Start of Given records

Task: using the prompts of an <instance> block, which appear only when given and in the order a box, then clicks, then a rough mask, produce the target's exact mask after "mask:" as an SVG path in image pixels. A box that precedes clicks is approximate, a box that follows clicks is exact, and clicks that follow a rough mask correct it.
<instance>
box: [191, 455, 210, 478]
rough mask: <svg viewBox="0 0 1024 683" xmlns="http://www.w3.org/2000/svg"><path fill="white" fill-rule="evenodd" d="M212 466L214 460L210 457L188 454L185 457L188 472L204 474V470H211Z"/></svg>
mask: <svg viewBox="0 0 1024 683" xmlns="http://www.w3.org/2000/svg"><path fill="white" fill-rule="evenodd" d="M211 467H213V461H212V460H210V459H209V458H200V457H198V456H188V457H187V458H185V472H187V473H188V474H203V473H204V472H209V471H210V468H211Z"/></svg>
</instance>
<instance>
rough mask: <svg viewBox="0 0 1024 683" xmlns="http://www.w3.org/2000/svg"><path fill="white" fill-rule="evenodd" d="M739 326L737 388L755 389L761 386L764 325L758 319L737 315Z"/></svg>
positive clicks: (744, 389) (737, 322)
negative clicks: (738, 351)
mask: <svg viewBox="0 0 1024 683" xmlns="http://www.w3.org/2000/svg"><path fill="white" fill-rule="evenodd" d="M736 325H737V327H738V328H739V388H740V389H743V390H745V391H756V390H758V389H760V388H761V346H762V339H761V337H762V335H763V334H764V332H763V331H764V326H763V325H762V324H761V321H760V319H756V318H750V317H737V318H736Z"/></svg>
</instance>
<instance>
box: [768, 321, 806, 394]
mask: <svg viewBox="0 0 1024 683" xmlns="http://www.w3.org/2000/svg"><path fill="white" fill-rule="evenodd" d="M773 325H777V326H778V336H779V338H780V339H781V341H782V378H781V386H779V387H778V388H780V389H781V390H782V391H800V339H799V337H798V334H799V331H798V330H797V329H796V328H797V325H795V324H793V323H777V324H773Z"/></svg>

End of Given records

● Try it: The full listing, top to bottom: write it out again exactly.

● Solution:
Task: using the prompts of an <instance> block, which appear only when given and in the order a box, then clicks, then a rough mask, produce the target's exact mask after "mask:" as an SVG path in image pixels. A box that precedes clicks is approximate, a box that follows clicks is exact, and clicks that follow a rough mask correct it.
<instance>
box: [191, 455, 210, 478]
rough mask: <svg viewBox="0 0 1024 683" xmlns="http://www.w3.org/2000/svg"><path fill="white" fill-rule="evenodd" d="M212 466L214 460L210 457L188 454L185 457L188 472L204 474V470H211Z"/></svg>
mask: <svg viewBox="0 0 1024 683" xmlns="http://www.w3.org/2000/svg"><path fill="white" fill-rule="evenodd" d="M211 467H213V461H212V460H210V459H209V458H200V457H198V456H188V457H187V458H185V472H187V473H188V474H203V473H204V472H209V471H210V468H211Z"/></svg>
</instance>
<instance>
rough mask: <svg viewBox="0 0 1024 683" xmlns="http://www.w3.org/2000/svg"><path fill="white" fill-rule="evenodd" d="M739 326L737 388L755 389L761 386L764 325L758 319L737 315Z"/></svg>
positive clicks: (744, 389) (737, 322)
negative clicks: (738, 351)
mask: <svg viewBox="0 0 1024 683" xmlns="http://www.w3.org/2000/svg"><path fill="white" fill-rule="evenodd" d="M736 325H737V327H738V328H739V388H740V389H743V390H745V391H756V390H758V389H760V388H761V346H762V339H761V337H762V335H763V334H764V332H763V331H764V326H763V325H762V324H761V321H760V319H756V318H750V317H737V318H736Z"/></svg>
</instance>
<instance>
box: [768, 321, 806, 394]
mask: <svg viewBox="0 0 1024 683" xmlns="http://www.w3.org/2000/svg"><path fill="white" fill-rule="evenodd" d="M773 325H777V326H778V336H779V338H780V339H781V341H782V378H781V386H779V387H778V388H780V389H781V390H782V391H800V339H799V337H798V334H799V331H798V330H797V329H796V328H797V325H795V324H793V323H777V324H773Z"/></svg>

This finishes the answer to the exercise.